• Exercise:
Return the lines below with no changes, leaving out the pictures.

(Records from a dataset)
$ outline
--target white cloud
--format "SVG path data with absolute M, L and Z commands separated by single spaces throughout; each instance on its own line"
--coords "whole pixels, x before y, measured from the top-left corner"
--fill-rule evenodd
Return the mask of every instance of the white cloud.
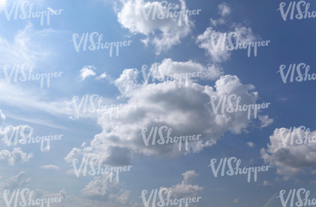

• Solution for this task:
$ outline
--target white cloud
--format "SVG path data with absolute M, L and Z commands separated by single spaces throughout; each instance on its own line"
--coords "whole pixels, x before y, measured from the top-left corner"
--fill-rule evenodd
Return the mask of every instance of the white cloud.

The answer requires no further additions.